__INSTRUCTIONS TO FOLLOW__. Can you reproduce word for word the part of the World AIDS Day post below that begins at the words "It's here: World" and stops after "this day seriously."?

__PROVIDED PASSAGE__.
<<<<

The Importance of HIV and AIDS Discussions: Tearing Down Ignorance

It's here: World AIDS Day 2013. I hope everyone has a chance to get out and get tested today. In honor of WAD2013, I would like to take a moment to blog about why this subject is so important to me and why I think it's so important for us to keep talking about it. Being a gay man, I can really only discuss this subject from that vantage point, so most of what I have to say is to other gay men, but being that HIV affects many more demographics, I equally encourage everyone to take this day seriously.

Over the past week, I've made sure to interject World AIDS Day into various conversations with my friends. I always make it a point to bring up AIDS and HIV when I can, if only to make sure that it's something people are thinking about. Occasionally, this will be met with glares and comments that say something to the effect of, "Why are you dragging everyone down?"

While I certainly understand that HIV and AIDS aren't the source of the most jovial of conversations, they're important to discuss. Too many times I've heard a friend or a peer say something ignorant about HIV and HIV+ people. An alarming number of these comments come from my gay peers, which is incredibly disheartening. Among these ignorant comments, I've heard:
What's the difference between AIDS and HIV?I've only ever had sex with people who tested negative, so I don't have to worry.Oh, I've never really thought about getting tested.I would never be in a relationship with an HIV+ person.Well, it's not my problem that other people weren't being responsible.I don't understand why my new boyfriend won't have unprotected sex with me. That's a trust issue. This is a small sampling of the sorts of comments that have left me perplexed and deeply concerned about people's education about HIV and AIDS. Just yesterday, a friend texted me about a conversation he was having with someone, where a gay man he was speaking with said that he only had unprotected sex with people who said they tested negative for HIV. Looking back on my sex life, I can recall only one person honestly disclosing their status to me, and it was someone that I really hadn't been planning on having sex with. Considering the number of partners I've had, I have no doubt that several of my sex partners lied about A) their actual status or B) even knowing their status. The truth is, there are a staggering number of gay men who just aren't getting tested. I recent statistic from the CDC, about 60% of young people with HIV don't even realize that they are infected. And seriously...who isn't going to say that they're negative if they want to get some booty? After all, if they haven't found out they're positive, doesn't that make them negative? No. It makes them incredibly irresponsible and representative of one of the insidious ways that HIV continues to spread. In fact, several people I know who are currently positive contracted HIV from someone that they trusted.

>>>>

__DATA SUPPLIED__.
<<<<

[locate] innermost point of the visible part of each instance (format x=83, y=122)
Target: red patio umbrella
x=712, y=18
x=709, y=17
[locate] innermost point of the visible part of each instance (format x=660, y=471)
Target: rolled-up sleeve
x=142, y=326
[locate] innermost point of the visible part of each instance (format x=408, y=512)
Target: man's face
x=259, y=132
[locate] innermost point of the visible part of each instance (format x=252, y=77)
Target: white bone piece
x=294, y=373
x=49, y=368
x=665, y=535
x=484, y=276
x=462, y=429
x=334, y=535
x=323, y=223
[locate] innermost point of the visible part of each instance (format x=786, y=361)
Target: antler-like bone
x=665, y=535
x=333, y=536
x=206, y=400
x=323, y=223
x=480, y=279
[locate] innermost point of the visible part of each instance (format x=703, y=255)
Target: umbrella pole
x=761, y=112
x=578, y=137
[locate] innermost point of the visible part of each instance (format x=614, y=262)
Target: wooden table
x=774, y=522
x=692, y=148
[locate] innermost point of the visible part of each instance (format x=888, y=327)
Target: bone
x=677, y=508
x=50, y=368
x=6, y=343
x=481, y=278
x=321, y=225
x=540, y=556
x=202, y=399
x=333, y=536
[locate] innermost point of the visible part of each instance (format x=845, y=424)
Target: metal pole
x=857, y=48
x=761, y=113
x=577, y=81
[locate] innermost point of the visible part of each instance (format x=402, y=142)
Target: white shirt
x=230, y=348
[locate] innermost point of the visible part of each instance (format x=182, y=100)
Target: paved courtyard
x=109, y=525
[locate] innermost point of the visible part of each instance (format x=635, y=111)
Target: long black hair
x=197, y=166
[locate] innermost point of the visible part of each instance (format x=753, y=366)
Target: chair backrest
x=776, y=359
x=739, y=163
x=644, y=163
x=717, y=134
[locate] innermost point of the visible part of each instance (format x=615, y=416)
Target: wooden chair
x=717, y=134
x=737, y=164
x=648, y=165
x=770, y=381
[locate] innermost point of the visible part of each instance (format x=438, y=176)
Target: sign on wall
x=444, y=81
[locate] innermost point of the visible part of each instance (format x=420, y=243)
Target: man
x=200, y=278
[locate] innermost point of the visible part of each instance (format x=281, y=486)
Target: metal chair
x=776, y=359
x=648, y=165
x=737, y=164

>>>>

__SOLUTION TO THE PROBLEM__.
It's here: World AIDS Day 2013. I hope everyone has a chance to get out and get tested today. In honor of WAD2013, I would like to take a moment to blog about why this subject is so important to me and why I think it's so important for us to keep talking about it. Being a gay man, I can really only discuss this subject from that vantage point, so most of what I have to say is to other gay men, but being that HIV affects many more demographics, I equally encourage everyone to take this day seriously.